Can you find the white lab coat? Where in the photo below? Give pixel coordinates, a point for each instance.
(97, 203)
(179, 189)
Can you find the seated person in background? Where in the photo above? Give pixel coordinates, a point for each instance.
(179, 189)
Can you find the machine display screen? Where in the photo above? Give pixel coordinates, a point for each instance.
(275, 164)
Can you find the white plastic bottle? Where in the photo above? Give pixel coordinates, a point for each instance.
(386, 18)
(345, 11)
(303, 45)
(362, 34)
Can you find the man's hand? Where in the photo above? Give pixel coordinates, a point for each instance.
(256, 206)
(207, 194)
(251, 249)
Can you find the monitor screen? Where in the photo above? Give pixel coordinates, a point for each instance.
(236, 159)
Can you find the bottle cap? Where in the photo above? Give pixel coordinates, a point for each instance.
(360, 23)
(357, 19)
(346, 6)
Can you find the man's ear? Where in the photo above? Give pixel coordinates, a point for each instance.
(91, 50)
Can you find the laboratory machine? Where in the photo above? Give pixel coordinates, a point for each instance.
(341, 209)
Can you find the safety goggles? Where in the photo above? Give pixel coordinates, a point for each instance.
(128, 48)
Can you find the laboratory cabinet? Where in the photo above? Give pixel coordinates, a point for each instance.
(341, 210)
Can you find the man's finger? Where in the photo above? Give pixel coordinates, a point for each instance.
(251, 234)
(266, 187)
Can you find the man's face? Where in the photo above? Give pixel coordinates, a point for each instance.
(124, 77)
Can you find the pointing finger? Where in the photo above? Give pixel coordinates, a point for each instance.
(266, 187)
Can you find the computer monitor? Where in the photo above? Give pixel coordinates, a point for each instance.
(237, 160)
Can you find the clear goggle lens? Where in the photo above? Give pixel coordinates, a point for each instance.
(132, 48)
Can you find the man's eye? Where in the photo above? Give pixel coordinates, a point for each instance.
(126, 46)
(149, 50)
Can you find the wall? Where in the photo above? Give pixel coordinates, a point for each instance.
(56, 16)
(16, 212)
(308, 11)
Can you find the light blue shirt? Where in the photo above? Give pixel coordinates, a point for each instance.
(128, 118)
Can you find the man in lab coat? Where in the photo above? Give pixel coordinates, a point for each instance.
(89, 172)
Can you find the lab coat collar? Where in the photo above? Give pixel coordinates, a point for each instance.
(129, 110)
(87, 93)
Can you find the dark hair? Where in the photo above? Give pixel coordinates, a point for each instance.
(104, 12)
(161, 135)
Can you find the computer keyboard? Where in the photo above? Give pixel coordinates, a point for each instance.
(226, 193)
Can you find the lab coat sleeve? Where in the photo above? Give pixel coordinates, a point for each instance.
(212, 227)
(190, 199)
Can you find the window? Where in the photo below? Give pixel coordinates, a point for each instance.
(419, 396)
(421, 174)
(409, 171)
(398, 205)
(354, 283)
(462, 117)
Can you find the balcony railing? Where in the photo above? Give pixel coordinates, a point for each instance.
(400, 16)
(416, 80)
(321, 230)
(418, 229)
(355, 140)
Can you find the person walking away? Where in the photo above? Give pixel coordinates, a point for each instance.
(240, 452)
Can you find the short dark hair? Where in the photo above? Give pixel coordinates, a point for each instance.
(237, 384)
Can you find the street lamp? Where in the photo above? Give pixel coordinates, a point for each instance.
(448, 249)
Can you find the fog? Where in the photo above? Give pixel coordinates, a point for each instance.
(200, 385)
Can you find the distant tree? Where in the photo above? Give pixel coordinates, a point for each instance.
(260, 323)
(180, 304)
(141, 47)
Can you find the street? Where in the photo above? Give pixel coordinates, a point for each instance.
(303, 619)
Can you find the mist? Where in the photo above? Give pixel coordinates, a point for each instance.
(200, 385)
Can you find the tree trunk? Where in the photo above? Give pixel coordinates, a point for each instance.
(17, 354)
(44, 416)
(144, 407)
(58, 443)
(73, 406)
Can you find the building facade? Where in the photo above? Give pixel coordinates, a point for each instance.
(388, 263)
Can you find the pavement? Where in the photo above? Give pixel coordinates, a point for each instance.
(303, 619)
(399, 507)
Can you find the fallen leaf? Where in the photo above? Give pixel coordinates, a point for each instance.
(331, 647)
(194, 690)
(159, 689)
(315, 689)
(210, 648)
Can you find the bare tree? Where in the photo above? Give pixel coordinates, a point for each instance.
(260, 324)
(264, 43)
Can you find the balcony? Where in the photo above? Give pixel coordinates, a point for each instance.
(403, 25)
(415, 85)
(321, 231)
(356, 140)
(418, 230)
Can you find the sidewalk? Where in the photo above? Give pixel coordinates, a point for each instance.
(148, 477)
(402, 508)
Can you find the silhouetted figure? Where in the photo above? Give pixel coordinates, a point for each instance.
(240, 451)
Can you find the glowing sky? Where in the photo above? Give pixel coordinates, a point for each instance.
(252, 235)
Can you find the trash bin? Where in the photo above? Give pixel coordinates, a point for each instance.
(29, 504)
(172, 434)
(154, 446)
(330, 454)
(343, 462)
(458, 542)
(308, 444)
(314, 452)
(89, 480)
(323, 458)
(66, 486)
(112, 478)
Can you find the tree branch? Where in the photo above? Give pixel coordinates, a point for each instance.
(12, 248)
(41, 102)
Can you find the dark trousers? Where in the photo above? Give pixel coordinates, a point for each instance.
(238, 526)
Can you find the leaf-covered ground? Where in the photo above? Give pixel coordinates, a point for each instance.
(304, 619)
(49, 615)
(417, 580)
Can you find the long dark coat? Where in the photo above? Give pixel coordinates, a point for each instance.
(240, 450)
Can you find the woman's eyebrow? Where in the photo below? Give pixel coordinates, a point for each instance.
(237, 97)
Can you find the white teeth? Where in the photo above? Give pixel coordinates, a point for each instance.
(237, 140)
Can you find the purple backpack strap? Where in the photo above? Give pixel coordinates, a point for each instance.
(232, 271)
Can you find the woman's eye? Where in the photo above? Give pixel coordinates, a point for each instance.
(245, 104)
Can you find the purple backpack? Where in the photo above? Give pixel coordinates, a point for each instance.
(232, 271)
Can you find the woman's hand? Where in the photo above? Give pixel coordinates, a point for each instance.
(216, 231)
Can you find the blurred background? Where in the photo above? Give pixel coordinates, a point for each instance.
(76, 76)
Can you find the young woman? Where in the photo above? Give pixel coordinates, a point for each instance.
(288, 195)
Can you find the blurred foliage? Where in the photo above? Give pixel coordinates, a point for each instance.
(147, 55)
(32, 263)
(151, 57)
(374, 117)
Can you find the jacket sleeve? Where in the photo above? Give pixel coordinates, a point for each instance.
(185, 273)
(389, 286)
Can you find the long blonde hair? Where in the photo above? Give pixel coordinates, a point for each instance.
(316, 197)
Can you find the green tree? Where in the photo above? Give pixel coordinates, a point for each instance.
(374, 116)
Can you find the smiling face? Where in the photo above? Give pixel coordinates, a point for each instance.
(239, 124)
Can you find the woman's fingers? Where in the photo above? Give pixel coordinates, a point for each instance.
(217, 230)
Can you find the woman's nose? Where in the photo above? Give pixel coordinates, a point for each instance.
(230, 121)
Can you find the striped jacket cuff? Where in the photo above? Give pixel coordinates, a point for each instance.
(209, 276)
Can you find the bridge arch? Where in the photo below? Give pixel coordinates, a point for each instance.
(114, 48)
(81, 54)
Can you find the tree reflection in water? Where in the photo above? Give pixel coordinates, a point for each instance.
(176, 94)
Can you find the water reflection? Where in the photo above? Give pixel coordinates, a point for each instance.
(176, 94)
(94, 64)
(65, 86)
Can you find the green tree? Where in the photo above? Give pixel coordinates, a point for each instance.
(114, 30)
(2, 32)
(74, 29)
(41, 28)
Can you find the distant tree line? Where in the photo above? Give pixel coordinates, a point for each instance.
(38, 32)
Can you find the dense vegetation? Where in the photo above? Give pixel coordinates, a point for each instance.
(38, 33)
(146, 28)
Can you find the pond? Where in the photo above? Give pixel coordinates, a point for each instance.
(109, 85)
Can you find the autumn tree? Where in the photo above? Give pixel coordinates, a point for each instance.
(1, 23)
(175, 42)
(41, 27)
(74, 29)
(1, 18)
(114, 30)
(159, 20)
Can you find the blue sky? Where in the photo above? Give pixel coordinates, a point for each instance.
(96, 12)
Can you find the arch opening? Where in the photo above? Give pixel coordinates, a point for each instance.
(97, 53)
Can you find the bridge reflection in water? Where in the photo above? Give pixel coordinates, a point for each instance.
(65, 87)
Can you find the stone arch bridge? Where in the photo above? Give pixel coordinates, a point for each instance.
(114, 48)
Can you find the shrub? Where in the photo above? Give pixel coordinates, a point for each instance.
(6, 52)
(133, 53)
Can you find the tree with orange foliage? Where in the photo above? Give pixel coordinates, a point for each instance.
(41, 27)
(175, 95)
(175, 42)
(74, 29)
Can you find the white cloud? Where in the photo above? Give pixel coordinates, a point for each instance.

• **INSTRUCTIONS FOR THE TASK**:
Look above for the line containing "Can you find the woman's fingers?", then transcribe it and all lines after it through the last, exactly and with nothing else.

• **OUTPUT**:
Can you find the woman's fingers? Where in the photo above? Give pixel coordinates, a point for each instance.
(217, 230)
Can you find the woman's nose? Where in the photo above? Give pixel coordinates, a point for each instance.
(230, 121)
Can you find the striped jacket cuff? Where in the photo above? Give pixel coordinates, a point for each instance.
(209, 276)
Can you find the bridge arch? Where in the photo below? Give pixel coordinates, a point for each instance.
(114, 48)
(81, 54)
Can you find the tree reflection in water? Where in the photo above? Give pixel coordinates, a point for each instance.
(176, 94)
Can you find the water reflection? Where in the photo above? Give pixel coordinates, a point for each instance.
(176, 94)
(94, 64)
(65, 86)
Can you find the green tree? Where in the photo above? Give pixel coordinates, a point for each instance.
(114, 30)
(2, 32)
(74, 29)
(41, 28)
Can you find the distant tree line? Where in the photo above? Give pixel coordinates, a point for each instance.
(38, 32)
Can you find the dense vegetation? Where in the photo above? Give pixel coordinates, a point for each instance.
(38, 33)
(146, 28)
Can you find the pond? Where in the photo above? Give pixel coordinates, a point for each instance.
(109, 85)
Can you find the autumn tree? Where in the photo above? Give pixel coordinates, a point for each instance.
(1, 23)
(175, 42)
(41, 27)
(74, 29)
(1, 18)
(114, 30)
(159, 20)
Can you find the blue sky? Where in the photo above? Give pixel coordinates, a point for each instance.
(96, 12)
Can you find the arch opening? Where in the photo above? Give pixel coordinates, a point for each instance.
(97, 53)
Can you find the bridge reflection in water? Where in the photo above? Give pixel coordinates, a point for each instance.
(65, 87)
Can you find the stone arch bridge? Where in the photo above? Give pixel coordinates, a point for each instance.
(114, 48)
Can you find the shrub? Where in the photo above? Give pixel coordinates, a point for each instance.
(6, 52)
(133, 53)
Can you find the tree with orange foliage? Where in the photo above? Give pixel coordinates, a point for each instance.
(41, 27)
(175, 95)
(175, 42)
(74, 29)
Can you find the white cloud? Where in the photo above? Give pixel coordinates, a point for each instance.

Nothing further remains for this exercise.